- **Task statement**: With the string "utility" as the filter, copy each matching line from the records.

- **Saved data entries**:
────────────────────────────────────────

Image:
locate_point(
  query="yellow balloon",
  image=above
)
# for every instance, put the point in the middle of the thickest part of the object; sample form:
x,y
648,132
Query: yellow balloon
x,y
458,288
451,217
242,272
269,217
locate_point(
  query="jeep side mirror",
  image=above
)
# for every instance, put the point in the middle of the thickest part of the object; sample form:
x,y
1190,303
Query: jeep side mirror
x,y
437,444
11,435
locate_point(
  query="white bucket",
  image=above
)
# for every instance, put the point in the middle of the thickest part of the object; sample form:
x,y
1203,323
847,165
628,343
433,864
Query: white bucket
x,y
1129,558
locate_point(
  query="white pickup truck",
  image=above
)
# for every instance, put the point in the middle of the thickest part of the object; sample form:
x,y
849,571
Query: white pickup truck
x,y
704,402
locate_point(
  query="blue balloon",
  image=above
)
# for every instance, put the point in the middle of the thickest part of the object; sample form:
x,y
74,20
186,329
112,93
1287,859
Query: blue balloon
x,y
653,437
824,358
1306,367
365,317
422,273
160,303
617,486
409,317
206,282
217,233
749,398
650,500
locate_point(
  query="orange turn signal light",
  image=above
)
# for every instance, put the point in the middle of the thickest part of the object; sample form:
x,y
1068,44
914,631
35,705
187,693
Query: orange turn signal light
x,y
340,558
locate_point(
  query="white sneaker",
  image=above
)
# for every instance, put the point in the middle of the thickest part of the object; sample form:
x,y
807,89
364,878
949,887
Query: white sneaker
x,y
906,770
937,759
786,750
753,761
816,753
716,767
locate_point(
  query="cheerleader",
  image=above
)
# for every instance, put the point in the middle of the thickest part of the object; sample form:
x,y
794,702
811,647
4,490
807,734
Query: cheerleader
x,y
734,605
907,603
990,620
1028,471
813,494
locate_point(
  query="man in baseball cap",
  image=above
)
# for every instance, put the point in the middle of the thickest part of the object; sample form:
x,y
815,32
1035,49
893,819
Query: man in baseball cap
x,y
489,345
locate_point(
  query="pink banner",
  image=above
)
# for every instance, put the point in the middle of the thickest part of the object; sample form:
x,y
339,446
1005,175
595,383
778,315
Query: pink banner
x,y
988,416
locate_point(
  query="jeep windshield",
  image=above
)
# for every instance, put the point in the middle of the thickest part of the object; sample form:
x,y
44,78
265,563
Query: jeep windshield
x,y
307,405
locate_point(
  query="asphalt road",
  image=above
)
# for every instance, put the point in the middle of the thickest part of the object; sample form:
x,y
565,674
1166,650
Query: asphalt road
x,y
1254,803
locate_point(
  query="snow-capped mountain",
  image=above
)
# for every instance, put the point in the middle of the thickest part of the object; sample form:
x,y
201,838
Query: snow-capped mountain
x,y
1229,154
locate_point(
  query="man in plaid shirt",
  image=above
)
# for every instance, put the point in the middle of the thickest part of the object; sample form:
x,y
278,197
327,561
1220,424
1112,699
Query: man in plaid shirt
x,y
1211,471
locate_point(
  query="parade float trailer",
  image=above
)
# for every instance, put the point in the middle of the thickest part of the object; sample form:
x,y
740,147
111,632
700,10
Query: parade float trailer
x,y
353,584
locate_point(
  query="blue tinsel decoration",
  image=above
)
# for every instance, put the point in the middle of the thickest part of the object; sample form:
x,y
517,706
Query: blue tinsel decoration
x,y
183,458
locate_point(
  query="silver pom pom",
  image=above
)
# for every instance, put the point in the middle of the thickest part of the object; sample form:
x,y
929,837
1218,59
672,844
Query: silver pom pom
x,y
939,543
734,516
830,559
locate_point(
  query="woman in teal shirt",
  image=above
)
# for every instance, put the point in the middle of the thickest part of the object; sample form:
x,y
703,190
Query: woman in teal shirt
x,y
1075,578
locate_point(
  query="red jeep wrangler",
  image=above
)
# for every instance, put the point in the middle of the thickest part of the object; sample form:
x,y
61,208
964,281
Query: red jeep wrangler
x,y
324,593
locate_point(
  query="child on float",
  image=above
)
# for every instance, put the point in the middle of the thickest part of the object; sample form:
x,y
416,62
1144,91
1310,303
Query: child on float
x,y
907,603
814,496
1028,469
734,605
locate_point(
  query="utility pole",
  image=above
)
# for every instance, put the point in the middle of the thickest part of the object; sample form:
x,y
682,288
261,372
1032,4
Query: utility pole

────────────────────────────────────────

- **Solution**:
  query="utility pole",
Query: utility pole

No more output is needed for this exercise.